[Problem requirements]:
Print every line of the material below word for word, omitting the pictures.

Location labeling records
▬▬▬▬▬▬
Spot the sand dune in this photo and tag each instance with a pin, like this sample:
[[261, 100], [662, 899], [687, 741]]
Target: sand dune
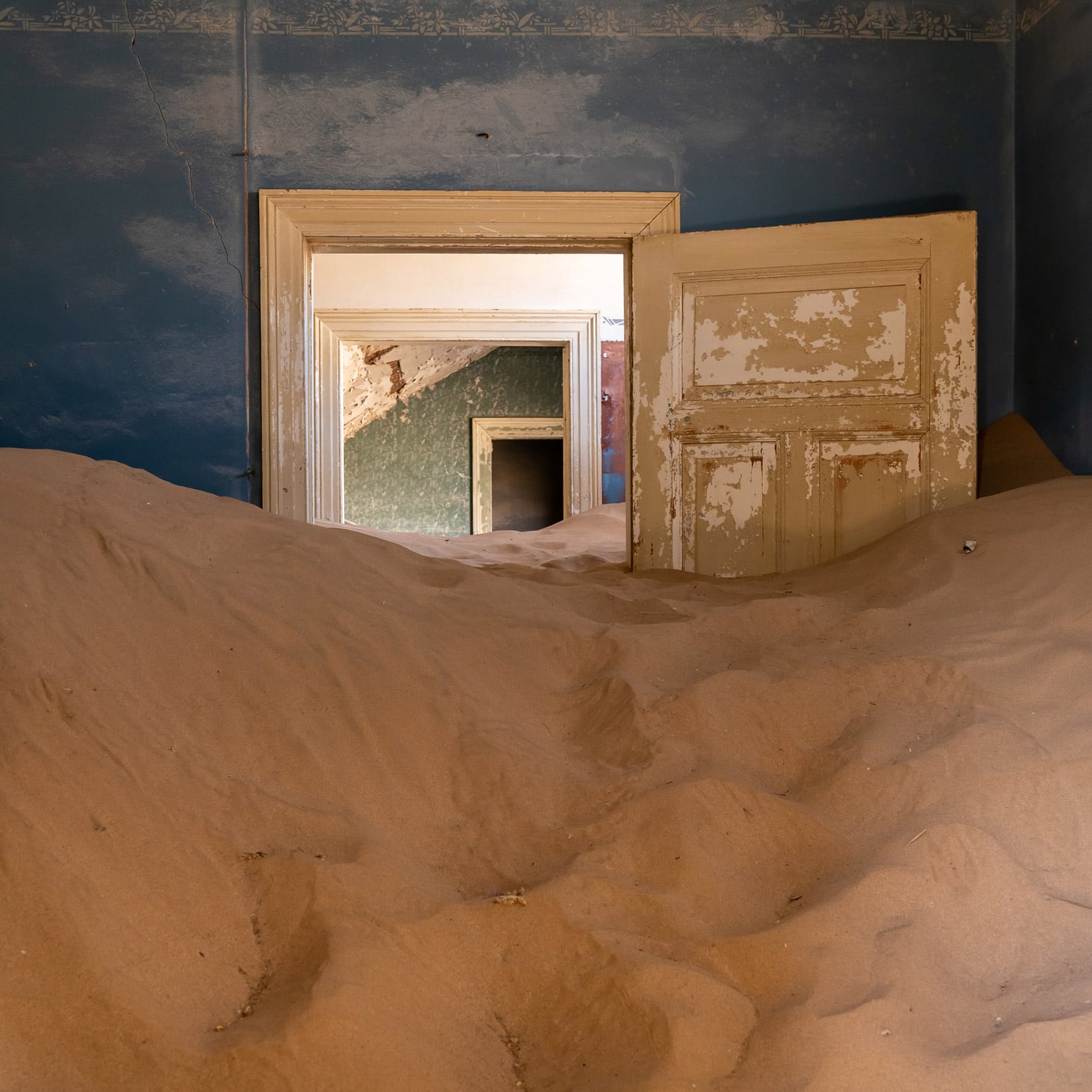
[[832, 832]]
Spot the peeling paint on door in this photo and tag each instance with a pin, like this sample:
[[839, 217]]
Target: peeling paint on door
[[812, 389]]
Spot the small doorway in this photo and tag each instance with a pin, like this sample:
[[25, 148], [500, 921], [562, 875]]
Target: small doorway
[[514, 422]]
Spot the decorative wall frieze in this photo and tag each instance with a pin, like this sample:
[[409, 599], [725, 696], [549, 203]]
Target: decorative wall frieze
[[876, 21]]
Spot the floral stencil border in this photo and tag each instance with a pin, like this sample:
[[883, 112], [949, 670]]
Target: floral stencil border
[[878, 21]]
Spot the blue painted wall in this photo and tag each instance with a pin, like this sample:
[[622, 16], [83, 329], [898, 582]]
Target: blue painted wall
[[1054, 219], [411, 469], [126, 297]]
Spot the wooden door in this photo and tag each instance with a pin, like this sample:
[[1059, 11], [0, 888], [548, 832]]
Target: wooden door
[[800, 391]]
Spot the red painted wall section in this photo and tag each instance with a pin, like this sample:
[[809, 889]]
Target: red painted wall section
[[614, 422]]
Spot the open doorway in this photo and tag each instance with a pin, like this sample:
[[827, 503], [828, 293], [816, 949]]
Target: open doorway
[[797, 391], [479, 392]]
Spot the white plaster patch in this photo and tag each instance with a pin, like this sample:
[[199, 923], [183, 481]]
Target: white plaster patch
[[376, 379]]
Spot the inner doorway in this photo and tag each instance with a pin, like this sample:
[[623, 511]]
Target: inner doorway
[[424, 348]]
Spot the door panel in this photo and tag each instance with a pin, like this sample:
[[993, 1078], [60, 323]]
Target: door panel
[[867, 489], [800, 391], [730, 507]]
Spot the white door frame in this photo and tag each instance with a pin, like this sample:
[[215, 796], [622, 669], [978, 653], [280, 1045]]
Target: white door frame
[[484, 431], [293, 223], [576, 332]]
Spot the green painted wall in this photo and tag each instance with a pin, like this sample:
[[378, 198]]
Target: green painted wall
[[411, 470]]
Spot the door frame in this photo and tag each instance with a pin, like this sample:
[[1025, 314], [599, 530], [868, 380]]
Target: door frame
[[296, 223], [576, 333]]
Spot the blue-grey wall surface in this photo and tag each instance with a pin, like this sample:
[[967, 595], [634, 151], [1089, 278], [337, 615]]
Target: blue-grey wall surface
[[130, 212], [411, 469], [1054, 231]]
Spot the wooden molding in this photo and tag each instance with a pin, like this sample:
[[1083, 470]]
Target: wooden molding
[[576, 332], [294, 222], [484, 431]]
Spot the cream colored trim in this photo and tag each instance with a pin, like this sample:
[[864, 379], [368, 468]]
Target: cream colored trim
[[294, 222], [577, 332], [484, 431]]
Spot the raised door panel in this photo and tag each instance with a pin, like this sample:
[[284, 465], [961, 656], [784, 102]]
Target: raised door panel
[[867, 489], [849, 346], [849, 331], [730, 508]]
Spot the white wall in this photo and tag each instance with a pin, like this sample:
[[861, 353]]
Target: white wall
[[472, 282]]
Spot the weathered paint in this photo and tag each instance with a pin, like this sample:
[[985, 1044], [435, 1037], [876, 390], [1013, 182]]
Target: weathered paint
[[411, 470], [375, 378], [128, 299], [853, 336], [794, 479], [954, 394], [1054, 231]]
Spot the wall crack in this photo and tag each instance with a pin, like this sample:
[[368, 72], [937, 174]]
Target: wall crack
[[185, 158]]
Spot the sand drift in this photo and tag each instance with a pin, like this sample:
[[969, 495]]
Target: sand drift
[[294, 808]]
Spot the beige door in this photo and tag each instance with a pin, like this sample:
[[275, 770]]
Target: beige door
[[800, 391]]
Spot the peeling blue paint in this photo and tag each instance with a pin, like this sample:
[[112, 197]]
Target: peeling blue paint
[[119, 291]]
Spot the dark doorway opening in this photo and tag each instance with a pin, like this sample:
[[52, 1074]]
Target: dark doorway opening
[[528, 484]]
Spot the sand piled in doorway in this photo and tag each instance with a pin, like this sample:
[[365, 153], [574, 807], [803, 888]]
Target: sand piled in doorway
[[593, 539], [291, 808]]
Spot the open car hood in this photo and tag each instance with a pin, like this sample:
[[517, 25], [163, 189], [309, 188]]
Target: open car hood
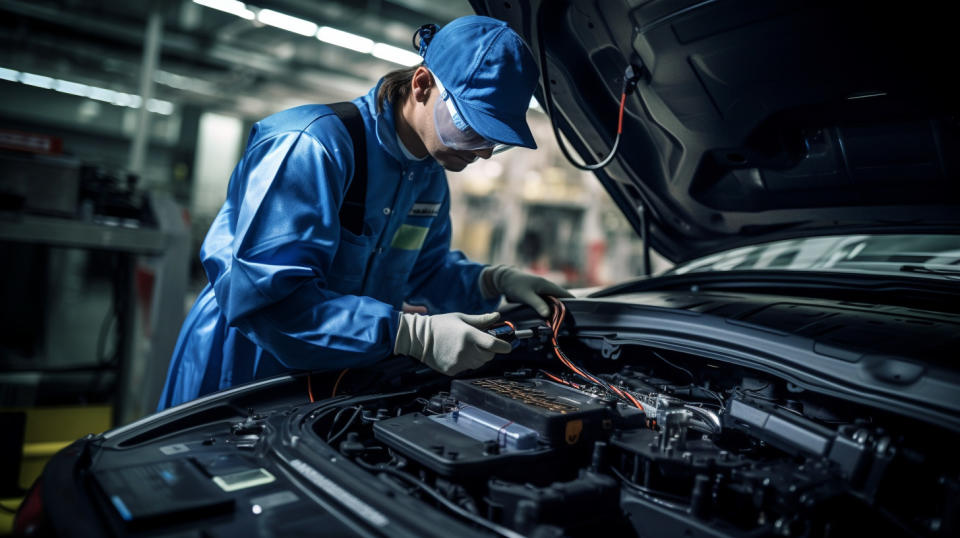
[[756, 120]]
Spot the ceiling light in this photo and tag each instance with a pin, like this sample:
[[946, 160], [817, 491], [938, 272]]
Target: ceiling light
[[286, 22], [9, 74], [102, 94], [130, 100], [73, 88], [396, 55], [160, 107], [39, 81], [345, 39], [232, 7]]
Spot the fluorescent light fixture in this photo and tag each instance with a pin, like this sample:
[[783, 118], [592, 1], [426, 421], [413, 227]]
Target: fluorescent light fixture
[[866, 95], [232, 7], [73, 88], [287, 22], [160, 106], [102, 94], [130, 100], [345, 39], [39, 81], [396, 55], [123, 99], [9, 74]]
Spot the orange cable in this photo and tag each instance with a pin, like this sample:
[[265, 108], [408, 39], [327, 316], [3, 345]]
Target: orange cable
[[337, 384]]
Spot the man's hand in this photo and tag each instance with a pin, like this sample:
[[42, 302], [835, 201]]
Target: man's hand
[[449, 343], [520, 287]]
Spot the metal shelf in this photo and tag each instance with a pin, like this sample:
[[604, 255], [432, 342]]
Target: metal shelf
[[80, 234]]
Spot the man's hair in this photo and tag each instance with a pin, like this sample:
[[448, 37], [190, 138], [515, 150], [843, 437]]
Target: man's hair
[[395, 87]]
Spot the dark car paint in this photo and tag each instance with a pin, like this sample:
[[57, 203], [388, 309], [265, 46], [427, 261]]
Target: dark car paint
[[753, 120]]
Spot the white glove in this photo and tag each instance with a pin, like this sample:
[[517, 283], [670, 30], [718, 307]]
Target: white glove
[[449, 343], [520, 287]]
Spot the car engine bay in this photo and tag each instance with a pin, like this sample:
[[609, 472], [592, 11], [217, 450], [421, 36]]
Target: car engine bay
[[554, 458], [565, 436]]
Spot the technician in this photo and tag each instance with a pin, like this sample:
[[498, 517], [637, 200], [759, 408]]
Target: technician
▬▬▬▬▬▬
[Result for this task]:
Spot the sand dune in this photo and tag each instance with a pin, like this sample:
[[261, 100], [662, 899], [687, 741]]
Target: sand dune
[[832, 832]]
Spot the peeling paint on door in this photo and tag each instance with a pin, like this sample:
[[839, 217]]
Target: peeling paint on door
[[812, 389]]
Spot the small doorway in this photo and tag each instance with a pin, like this sample:
[[25, 148], [500, 921], [562, 875]]
Target: small doorway
[[514, 422]]
Spot the decorative wall frieze in this photo and tag each instance with a pin, like this sample:
[[409, 599], [725, 696], [549, 203]]
Target: decorative wall frieze
[[876, 21]]
Spot the floral stencil border in this photo and tag each instance with a pin, like this sample:
[[883, 112], [949, 670]]
Target: floral stencil border
[[878, 21]]
Spot the blue painted wall in this photo and tag each instance with a pin, like this sample:
[[622, 16], [83, 329], [898, 582]]
Target: blue painted wall
[[1054, 219], [411, 469], [126, 297]]
Spot the wooden door in this photo and tag each instance with a pin, like this sample:
[[1059, 11], [0, 888], [548, 832]]
Target: wooden door
[[800, 391]]
Spot the red painted wall section in this photo and tag each instance with a pin, like this sample:
[[809, 889]]
Target: red painted wall section
[[614, 422]]
Spot the open doorway in this photo and tag each instance with a pin, like this sample:
[[827, 503], [828, 293], [816, 949]]
Target: open doorway
[[797, 391], [479, 392]]
Spot the white plaster patch in this photo and tag each instance with a pin, like this sample:
[[199, 923], [183, 481]]
Target: white plaster patch
[[376, 379]]
Spot the inner doorway in this photo and tag each instance with a pin, like this sample:
[[623, 511]]
Target: inner doorway
[[424, 348]]
Spot the door panel in this photo and tag each instance with a pin, like this sample:
[[993, 1078], [60, 323]]
Target: door panel
[[867, 489], [800, 391], [730, 507]]
Spot the white door frame in this photo and tag each instance with a pin, like this sample:
[[215, 796], [622, 669], [978, 653], [280, 1045]]
Target: white door frame
[[484, 431], [293, 223], [576, 332]]
Spot the green painted wall in this photo and tag each instance with a pin, like this sample:
[[378, 198]]
Target: green painted wall
[[411, 470]]
Spot the door frame in this photo and tag each instance with a pin, like this sample:
[[1025, 314], [599, 530], [868, 380]]
Target: door frame
[[296, 223], [576, 333]]
Spot the blue-grey wall surface in this photo and tag each instance with a pin, like this sample:
[[967, 595], [634, 151], [1089, 278], [337, 615]]
Target: blue-grey wall surface
[[130, 212], [411, 469], [1054, 231]]
Spot the wooden molding in this photo and tag each instance with a pin, like this sample:
[[1083, 470]]
Target: wooden molding
[[576, 332], [294, 222], [484, 431]]
Spot the cream colored trim in this photo and tag each instance with a pin, like this sample:
[[864, 379], [368, 468]]
Target: cream colored trim
[[294, 222], [577, 332], [484, 431]]
Spot the raised door panel in this photo and tag each instance with a pin, like this sample:
[[284, 465], [961, 656], [784, 102]]
Target: raised door panel
[[867, 489], [849, 346], [849, 331], [730, 508]]
Spot the white wall in this photo and tag each instance with a pin, like this sample:
[[861, 353]]
Target: white wall
[[472, 282]]
Spot the weathered paint in this photo and tag each instance with a pin, like this sample:
[[985, 1044], [435, 1037], [876, 390], [1013, 182]]
Target: weathered paint
[[411, 470], [375, 378], [128, 299], [853, 336], [794, 479], [954, 394], [1054, 231]]
Spot the wall crack in this photo and tag each instance with a pin, like this sample:
[[368, 72], [937, 174]]
Target: wall crack
[[185, 158]]
Spot the sand drift in this photo and tag each instance with a pin, like this sample:
[[969, 495]]
Target: sand drift
[[294, 808]]
Spot the beige door in this photo and tag each instance with a pin, like this sample:
[[275, 770]]
Target: beige door
[[800, 391]]
Spot the peeling blue paint in this photo and tag each instance with a pin, like this sample:
[[112, 197]]
Target: peeling blue paint
[[119, 291]]
Spot the dark doorway opening in this photo and tag each instance with a pin, like this sample:
[[52, 1074]]
Target: dark doorway opening
[[528, 484]]
Spot the sand piled in doorway in this photo and tag each instance with a pin, like this sample:
[[365, 153], [574, 807], [803, 888]]
Target: sand piled in doorway
[[593, 539], [291, 808]]
Spot the open car hood in this photo and tag each instance with a pin, like this sample:
[[517, 25], [163, 189], [309, 188]]
Target: open car hood
[[756, 120]]
Spot the ceiling light in this photo and tag each instance with a pin, like this sample:
[[946, 160], [817, 491], [938, 272]]
Target: ceiling light
[[286, 22], [9, 74], [102, 94], [130, 100], [73, 88], [396, 55], [160, 107], [39, 81], [345, 39], [232, 7]]
Spot the fluorescent light fixture in this photo and tag each instance with a pin, like this sample:
[[783, 118], [592, 1], [426, 421], [413, 227]]
Target: fluorescent light fixture
[[866, 95], [232, 7], [73, 88], [287, 22], [160, 106], [102, 94], [130, 100], [345, 39], [39, 81], [396, 55], [123, 99], [9, 74]]
Spot the orange cable in this photo and tag each instance with a pin, like this sample:
[[265, 108], [408, 39], [327, 316], [3, 345]]
Target: orange cable
[[337, 384]]
Spot the man's hand in this photo and tag each instance with a pin, like this sample:
[[42, 302], [835, 201]]
Target: man's hand
[[449, 343], [520, 287]]
Spot the metal shelf in this photo and tag each instance with a pin, like this sample:
[[604, 255], [432, 342]]
Target: metal shelf
[[80, 234]]
Spot the man's hair in this photo and tag each instance with a pin, like this sample:
[[448, 37], [190, 138], [515, 150], [843, 437]]
Target: man's hair
[[395, 87]]
Spot the dark car paint in this photo and tag each instance with a pin, like this sample:
[[57, 203], [388, 309], [265, 46], [427, 261]]
Target: dark car paint
[[753, 120]]
Spot the white glove in this photo and tag each instance with a pin, like this sample:
[[517, 283], [670, 30], [718, 307]]
Target: white glove
[[449, 343], [520, 287]]
Spot the car engine bay in this photo and tag each instance with a pin, like this sample:
[[609, 472], [592, 11], [217, 450], [421, 36]]
Target: car engine bay
[[554, 458], [565, 436]]
Spot the technician in this photo and tag each instance with a pin, like this sample:
[[498, 517], [637, 200], [759, 408]]
Target: technician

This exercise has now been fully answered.